■ EXERCISE REQUIREMENTS
Find the word "pavement" in the data below and copy each line that holds it.
STUDY MATERIAL section start
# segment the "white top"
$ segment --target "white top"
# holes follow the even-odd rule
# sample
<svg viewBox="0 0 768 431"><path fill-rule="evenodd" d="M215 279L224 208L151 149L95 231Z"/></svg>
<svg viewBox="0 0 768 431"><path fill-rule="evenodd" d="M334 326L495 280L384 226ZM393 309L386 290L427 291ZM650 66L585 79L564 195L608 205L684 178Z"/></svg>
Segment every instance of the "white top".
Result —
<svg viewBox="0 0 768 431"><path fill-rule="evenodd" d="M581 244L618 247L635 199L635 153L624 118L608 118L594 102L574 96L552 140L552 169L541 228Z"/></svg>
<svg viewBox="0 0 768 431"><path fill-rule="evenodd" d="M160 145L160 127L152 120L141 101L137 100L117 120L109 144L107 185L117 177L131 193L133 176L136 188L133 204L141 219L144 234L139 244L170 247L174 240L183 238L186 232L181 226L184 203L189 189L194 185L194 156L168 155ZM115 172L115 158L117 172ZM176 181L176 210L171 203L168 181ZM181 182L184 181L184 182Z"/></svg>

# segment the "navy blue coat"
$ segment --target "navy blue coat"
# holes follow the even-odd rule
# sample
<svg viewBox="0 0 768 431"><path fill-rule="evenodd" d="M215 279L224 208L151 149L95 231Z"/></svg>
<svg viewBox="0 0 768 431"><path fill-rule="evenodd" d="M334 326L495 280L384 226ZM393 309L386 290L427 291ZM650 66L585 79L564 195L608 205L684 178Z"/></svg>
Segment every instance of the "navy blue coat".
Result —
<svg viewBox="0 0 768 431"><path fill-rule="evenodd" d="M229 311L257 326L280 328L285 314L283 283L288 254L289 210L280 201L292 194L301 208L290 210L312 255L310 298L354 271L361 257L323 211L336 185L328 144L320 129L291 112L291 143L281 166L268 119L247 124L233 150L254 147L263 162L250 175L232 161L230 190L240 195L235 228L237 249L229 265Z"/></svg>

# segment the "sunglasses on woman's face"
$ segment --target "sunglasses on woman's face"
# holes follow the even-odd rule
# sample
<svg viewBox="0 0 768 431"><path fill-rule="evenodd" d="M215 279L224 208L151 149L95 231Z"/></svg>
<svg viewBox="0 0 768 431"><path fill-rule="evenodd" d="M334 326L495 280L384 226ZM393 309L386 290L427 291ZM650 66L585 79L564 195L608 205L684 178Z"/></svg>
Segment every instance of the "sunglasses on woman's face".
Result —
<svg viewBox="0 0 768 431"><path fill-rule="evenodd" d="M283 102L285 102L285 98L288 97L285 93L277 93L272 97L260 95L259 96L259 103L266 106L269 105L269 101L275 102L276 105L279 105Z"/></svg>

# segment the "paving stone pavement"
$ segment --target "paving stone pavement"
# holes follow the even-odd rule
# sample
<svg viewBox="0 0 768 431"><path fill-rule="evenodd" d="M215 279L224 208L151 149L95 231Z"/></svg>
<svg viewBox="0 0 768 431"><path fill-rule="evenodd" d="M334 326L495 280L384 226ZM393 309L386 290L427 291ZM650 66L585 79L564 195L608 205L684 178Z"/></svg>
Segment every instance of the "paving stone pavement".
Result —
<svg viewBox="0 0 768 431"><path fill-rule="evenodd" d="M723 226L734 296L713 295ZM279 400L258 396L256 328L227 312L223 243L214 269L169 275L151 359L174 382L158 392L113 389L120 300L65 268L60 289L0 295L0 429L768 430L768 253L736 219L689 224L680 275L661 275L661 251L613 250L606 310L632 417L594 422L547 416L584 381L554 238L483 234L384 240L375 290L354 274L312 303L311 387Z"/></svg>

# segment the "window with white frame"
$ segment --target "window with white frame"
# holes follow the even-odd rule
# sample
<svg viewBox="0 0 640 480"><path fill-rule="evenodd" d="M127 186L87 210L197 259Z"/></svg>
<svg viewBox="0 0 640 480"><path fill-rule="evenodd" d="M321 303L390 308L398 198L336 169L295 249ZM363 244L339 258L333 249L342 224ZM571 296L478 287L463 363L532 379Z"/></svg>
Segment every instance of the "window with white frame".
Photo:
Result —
STUDY MATERIAL section end
■ SOLUTION BELOW
# segment the "paving stone pavement"
$ segment --target "paving stone pavement"
Segment every instance of the "paving stone pavement".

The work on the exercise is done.